Detalhes do exercício:
Informe quantas linhas dos registros abaixo contêm a palavra "blurred". Responda somente com o número.
——
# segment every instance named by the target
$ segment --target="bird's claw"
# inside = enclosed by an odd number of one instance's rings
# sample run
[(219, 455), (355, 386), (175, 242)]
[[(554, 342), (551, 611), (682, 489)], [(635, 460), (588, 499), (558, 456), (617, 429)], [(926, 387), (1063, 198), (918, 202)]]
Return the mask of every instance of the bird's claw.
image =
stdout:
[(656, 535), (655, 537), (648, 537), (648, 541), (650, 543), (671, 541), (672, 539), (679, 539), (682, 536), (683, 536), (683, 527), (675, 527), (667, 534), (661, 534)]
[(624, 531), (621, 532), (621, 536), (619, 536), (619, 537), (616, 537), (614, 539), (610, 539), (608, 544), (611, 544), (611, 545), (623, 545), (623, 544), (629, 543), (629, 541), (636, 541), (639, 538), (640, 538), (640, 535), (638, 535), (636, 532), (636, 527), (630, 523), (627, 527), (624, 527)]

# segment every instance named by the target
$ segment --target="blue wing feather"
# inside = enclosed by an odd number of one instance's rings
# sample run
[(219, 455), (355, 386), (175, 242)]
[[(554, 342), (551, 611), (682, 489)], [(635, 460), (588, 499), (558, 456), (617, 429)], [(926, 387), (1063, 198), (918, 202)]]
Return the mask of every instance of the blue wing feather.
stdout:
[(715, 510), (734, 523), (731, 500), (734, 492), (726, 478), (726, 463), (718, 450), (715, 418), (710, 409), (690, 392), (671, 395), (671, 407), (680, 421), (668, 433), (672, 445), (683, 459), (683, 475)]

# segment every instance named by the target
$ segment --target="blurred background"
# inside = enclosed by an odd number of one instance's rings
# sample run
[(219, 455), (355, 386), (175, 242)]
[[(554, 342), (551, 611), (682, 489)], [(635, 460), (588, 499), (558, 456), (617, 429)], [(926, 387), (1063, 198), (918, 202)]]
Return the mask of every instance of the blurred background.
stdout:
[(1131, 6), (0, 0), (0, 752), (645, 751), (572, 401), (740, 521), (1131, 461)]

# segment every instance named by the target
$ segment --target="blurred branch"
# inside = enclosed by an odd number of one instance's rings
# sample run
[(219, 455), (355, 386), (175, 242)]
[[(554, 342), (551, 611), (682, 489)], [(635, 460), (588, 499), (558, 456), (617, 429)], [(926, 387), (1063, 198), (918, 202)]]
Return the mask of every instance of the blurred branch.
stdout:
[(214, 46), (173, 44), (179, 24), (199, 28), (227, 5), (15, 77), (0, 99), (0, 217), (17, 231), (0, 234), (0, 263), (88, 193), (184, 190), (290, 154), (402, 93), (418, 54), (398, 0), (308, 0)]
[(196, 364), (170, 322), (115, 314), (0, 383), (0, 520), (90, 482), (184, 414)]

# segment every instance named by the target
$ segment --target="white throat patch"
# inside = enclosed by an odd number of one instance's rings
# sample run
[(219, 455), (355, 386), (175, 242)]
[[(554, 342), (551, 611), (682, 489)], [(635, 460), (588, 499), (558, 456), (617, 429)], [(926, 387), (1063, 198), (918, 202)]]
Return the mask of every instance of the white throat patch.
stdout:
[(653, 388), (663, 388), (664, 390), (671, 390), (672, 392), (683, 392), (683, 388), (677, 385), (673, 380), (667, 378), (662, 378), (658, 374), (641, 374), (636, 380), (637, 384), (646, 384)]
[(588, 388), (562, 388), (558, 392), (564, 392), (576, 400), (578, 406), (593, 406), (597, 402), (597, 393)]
——
Solução do problema:
4